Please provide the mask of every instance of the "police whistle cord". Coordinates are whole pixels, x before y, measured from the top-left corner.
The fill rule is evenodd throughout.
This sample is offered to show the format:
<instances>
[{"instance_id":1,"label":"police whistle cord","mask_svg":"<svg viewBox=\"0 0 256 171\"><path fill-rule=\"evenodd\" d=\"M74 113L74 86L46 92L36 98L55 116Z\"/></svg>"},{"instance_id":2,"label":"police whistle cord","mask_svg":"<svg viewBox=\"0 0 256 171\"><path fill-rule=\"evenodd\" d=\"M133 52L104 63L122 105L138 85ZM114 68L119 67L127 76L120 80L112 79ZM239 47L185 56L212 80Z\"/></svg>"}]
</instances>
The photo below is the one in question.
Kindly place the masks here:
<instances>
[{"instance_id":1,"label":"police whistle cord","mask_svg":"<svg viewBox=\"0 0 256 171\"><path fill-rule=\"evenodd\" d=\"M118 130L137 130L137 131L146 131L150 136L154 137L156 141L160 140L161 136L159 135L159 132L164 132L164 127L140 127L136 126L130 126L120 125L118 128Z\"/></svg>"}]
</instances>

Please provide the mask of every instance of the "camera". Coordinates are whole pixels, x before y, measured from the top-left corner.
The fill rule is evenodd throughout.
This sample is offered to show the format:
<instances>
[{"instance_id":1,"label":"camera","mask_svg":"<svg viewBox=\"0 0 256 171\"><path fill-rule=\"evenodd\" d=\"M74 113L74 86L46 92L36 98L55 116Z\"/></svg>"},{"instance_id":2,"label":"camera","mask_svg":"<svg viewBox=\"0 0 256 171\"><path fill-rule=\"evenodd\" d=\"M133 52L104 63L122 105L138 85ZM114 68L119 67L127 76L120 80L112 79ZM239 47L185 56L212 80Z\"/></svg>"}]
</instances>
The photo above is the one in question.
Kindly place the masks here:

__________

EXERCISE OBJECTIVE:
The entries above should be repeated exactly, every one of them.

SOLUTION:
Please provide the mask of every instance of the "police whistle cord". Coordinates are whole pixels, x before y, measured from the top-left corner.
The fill rule is evenodd throughout.
This sample is offered to show the format:
<instances>
[{"instance_id":1,"label":"police whistle cord","mask_svg":"<svg viewBox=\"0 0 256 171\"><path fill-rule=\"evenodd\" d=\"M74 113L74 86L46 92L36 98L55 116Z\"/></svg>"},{"instance_id":2,"label":"police whistle cord","mask_svg":"<svg viewBox=\"0 0 256 171\"><path fill-rule=\"evenodd\" d=\"M133 52L104 63L122 105L138 85ZM114 68L119 67L127 76L120 80L112 79ZM239 47L185 56L212 80Z\"/></svg>"}]
</instances>
The photo below is the one in question.
Kindly place the masks here:
<instances>
[{"instance_id":1,"label":"police whistle cord","mask_svg":"<svg viewBox=\"0 0 256 171\"><path fill-rule=\"evenodd\" d=\"M118 130L137 130L137 131L146 131L150 136L154 137L156 141L160 140L161 136L159 135L159 132L164 132L164 127L140 127L136 126L130 126L120 125L118 128Z\"/></svg>"}]
</instances>

Please provide the mask of every instance of the "camera". Coordinates are whole pixels, x before y, measured from the top-left corner.
The fill rule is evenodd throughout.
This sample is offered to show the format:
<instances>
[{"instance_id":1,"label":"camera","mask_svg":"<svg viewBox=\"0 0 256 171\"><path fill-rule=\"evenodd\" d=\"M74 113L74 86L46 92L36 98L55 116Z\"/></svg>"},{"instance_id":2,"label":"camera","mask_svg":"<svg viewBox=\"0 0 256 171\"><path fill-rule=\"evenodd\" d=\"M133 52L104 63L122 105L138 85ZM114 68L119 67L127 76L120 80L112 79ZM239 47L185 56L212 80Z\"/></svg>"}]
</instances>
The photo above is the one in question.
Kindly place the masks here:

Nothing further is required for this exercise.